### Exercise
The listing below should be copied in full, word for word.

─── Working data

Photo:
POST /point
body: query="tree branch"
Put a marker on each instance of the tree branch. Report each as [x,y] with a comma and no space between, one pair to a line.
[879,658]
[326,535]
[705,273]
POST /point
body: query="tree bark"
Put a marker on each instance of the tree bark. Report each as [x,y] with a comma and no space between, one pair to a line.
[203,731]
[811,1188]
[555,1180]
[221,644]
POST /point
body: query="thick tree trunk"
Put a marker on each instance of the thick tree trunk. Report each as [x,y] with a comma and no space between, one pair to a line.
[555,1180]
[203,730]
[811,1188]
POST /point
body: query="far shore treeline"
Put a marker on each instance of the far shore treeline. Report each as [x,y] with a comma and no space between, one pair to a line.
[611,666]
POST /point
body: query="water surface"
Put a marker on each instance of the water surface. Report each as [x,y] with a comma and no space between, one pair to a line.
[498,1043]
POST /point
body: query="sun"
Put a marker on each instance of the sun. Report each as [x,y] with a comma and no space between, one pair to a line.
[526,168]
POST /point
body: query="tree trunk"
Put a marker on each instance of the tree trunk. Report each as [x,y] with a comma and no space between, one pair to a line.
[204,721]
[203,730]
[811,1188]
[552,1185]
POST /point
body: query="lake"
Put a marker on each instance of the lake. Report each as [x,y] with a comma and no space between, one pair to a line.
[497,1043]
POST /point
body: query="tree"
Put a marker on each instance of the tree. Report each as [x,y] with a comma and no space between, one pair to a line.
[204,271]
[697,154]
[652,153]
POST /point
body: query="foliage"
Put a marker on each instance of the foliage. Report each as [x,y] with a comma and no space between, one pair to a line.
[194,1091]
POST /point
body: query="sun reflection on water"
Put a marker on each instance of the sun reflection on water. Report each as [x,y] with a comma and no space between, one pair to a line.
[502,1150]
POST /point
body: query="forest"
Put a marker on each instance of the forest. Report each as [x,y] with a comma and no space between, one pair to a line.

──────

### Final answer
Photo:
POST /point
body: query="tree branch"
Put a marker on each instance of the tree branch. Report each as [x,y] with a comma and no space between, one pair to a line.
[879,658]
[326,535]
[705,273]
POST /point
body: query="tree bark"
Put a marker on each instance of the tree bark. Report each as [x,y] with a comma and no space between, one pair to a line.
[203,731]
[811,1188]
[555,1180]
[221,644]
POST /point
body: query="thick tree trunk"
Put a marker on each instance of the thick tree trunk. Report each as [x,y] with a comma and no space between, one pair to a line.
[555,1180]
[203,730]
[811,1188]
POST /point
body: query="far shore treeline"
Put a marker on each instance of the far shore treeline. Report each as [x,y] with a comma and no space between, one pair to a line.
[611,666]
POST /point
body: query="water surface"
Put a marker on each instance of the water surface. Report each as [x,y] with a comma and no space between, one pair to a line.
[498,1043]
POST /point
body: query="sun"
Put a marker on each instance of the sun. Report each as [x,y] with a comma and no space between, one pair to a line.
[526,168]
POST /point
body: query="tree trunk"
Put a marker on each instance of the tree trunk. Report each as [x,y] with a comma and no space between, one pair to a line.
[204,721]
[203,730]
[811,1188]
[552,1185]
POST /point
body: query="lake"
Put a marker on each instance of the lake. Report each as [x,y] with a comma and no space between, one pair to a line.
[497,1043]
POST /point
body: query="tree"
Put a marker on each instance of the tree. Report each as [x,y] with a comma and no space between, one pair to a line.
[204,271]
[697,154]
[652,153]
POST /point
body: query="foliage"
Put a marker on each instance of the foliage. Report each as [x,y] with a comma and no space between, one pair to a line.
[194,1091]
POST /point
body: query="sun reflection on water"
Put a marker on each instance of the sun reflection on water. Report each as [x,y] with a comma and no space between, one pair to a line.
[502,1150]
POST /point
body: query="forest"
Put a marker on each instance of the forest. Report each as [x,y] with a comma and no space between, one pair to a line.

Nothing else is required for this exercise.